:: Provided data ::

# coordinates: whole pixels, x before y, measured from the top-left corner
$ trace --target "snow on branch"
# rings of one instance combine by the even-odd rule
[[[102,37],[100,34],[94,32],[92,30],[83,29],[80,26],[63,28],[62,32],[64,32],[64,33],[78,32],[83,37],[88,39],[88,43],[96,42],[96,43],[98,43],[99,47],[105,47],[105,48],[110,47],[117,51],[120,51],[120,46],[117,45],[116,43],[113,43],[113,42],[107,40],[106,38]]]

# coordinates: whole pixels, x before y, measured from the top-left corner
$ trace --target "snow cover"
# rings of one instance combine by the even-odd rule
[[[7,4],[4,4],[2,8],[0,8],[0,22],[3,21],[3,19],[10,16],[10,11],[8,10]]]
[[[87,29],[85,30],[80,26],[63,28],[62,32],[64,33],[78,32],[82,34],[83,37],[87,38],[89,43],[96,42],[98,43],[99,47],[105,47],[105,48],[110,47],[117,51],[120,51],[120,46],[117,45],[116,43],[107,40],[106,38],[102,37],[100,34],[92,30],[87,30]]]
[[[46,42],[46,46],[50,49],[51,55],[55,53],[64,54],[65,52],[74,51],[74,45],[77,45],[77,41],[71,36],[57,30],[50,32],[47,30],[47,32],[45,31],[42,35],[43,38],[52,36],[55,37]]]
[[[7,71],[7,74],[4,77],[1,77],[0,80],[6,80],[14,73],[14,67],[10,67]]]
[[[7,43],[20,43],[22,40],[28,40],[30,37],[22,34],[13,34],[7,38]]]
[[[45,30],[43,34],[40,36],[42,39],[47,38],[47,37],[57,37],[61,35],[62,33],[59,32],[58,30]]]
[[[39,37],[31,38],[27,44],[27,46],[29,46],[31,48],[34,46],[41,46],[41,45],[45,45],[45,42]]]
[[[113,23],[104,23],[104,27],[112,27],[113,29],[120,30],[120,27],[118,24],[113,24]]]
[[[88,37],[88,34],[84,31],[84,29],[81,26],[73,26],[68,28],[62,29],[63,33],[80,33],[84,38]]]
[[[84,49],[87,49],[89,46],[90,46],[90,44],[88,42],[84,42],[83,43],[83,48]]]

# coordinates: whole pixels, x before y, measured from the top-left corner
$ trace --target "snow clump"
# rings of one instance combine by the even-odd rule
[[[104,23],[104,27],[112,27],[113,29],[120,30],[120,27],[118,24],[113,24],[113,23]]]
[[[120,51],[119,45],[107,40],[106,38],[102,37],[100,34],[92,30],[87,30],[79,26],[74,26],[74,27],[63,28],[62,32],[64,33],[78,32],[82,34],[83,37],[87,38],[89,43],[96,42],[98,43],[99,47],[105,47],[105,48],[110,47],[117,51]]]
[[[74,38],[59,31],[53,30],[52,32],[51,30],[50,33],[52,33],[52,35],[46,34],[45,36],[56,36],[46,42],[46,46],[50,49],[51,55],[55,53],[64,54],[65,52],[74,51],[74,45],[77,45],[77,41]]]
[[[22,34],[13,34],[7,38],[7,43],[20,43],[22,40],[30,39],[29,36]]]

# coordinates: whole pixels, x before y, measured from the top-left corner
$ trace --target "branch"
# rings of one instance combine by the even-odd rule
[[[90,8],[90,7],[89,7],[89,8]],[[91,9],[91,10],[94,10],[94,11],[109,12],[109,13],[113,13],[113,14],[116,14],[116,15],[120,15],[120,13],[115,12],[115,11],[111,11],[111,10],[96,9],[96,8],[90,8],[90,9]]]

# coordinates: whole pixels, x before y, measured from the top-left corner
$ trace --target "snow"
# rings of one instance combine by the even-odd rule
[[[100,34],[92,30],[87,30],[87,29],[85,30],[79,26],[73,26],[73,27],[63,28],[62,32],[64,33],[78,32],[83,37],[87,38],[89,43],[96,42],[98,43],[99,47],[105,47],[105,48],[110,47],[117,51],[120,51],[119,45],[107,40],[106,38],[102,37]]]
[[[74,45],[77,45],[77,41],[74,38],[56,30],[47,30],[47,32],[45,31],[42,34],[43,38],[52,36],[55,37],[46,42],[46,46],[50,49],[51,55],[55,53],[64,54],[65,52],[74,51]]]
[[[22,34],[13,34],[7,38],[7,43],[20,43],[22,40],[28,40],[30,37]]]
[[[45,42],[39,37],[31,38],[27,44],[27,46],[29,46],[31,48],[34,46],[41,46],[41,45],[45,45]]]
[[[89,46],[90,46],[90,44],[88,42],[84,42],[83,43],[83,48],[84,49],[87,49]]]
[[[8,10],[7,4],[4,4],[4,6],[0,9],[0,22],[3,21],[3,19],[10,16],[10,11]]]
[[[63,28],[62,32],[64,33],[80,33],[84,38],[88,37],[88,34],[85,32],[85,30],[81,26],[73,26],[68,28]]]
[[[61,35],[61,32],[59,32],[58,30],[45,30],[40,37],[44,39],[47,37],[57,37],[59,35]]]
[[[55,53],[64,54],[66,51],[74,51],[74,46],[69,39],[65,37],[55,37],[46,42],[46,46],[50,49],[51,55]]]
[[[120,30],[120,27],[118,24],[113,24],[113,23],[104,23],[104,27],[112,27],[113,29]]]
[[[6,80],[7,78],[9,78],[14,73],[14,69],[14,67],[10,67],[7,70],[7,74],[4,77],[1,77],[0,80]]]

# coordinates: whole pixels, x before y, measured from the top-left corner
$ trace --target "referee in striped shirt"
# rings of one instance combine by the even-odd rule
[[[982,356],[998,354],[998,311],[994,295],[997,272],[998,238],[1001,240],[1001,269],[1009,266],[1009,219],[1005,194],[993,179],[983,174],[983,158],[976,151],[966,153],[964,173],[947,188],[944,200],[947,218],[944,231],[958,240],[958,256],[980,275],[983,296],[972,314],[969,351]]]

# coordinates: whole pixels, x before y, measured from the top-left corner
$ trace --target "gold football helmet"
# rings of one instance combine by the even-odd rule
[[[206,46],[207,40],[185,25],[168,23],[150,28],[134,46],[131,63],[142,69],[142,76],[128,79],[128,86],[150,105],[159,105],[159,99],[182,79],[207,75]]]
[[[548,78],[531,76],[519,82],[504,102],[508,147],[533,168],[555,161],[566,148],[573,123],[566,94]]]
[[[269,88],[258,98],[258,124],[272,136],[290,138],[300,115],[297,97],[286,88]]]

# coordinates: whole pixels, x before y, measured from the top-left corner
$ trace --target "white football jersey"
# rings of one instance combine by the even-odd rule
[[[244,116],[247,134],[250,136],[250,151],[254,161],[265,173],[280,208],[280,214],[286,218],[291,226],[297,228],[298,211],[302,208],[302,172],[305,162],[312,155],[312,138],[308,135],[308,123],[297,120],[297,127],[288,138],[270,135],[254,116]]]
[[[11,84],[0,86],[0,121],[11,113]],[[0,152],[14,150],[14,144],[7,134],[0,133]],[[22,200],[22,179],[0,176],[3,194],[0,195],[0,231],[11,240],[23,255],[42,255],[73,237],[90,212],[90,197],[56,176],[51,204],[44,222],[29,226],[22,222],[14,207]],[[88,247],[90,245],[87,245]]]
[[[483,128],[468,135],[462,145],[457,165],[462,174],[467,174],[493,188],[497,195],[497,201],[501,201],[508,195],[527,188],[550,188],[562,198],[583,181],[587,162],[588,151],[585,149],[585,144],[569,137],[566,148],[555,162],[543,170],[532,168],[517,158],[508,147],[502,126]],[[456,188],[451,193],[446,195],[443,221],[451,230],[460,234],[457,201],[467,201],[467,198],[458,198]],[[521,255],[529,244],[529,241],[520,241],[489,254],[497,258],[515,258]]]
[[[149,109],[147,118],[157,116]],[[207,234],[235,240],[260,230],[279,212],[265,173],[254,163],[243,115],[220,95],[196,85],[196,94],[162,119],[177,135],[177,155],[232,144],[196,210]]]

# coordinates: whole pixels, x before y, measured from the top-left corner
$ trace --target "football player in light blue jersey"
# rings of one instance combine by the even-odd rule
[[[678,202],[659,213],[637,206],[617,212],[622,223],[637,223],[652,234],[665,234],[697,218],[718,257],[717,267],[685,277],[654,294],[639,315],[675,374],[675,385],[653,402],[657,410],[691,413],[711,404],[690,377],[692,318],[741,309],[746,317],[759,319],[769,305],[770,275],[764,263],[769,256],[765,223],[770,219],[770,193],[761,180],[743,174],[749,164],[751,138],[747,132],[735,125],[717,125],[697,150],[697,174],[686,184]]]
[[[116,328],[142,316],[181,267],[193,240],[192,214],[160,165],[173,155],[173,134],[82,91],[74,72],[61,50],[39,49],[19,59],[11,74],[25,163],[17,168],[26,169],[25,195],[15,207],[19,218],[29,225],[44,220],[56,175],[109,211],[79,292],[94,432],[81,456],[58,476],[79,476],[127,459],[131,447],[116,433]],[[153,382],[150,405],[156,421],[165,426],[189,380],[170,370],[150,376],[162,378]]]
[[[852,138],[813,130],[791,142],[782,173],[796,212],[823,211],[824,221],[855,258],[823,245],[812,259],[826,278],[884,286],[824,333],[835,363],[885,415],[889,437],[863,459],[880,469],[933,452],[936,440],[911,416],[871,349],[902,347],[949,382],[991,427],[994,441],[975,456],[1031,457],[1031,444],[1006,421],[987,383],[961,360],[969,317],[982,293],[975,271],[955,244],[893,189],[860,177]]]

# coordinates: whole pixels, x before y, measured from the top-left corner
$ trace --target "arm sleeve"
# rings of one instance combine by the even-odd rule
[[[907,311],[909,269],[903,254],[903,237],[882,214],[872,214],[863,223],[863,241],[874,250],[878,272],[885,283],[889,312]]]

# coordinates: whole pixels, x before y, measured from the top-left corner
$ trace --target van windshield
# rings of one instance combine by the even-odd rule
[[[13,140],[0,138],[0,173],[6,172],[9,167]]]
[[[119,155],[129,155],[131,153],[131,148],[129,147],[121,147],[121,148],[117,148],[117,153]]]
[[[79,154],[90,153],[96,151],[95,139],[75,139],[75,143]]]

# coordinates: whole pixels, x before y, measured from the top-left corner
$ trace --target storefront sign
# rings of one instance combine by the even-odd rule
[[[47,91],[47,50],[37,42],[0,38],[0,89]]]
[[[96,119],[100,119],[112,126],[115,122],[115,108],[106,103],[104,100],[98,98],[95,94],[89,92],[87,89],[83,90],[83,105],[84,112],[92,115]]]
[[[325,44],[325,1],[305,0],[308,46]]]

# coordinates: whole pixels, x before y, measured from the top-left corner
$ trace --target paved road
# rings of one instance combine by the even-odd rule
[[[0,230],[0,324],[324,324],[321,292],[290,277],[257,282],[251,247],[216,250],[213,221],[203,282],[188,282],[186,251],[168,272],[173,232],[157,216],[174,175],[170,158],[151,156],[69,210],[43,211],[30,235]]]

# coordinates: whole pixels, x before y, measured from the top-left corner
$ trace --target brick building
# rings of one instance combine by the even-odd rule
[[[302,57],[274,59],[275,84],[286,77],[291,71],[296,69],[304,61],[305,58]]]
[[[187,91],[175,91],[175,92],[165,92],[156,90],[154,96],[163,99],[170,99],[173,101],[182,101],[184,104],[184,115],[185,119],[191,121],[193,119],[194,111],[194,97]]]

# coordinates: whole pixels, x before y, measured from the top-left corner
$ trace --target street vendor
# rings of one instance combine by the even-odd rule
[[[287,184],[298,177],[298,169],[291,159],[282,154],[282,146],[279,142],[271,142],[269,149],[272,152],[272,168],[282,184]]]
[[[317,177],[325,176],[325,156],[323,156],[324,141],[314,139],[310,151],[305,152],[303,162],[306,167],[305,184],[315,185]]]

:::

- Aim
Pick out every line in the entries above that contains the string "snow", and copy each one.

- Response to this exercise
$ trace --target "snow on branch"
$ trace --target "snow cover"
$ trace --target "snow clump"
$ trace --target "snow"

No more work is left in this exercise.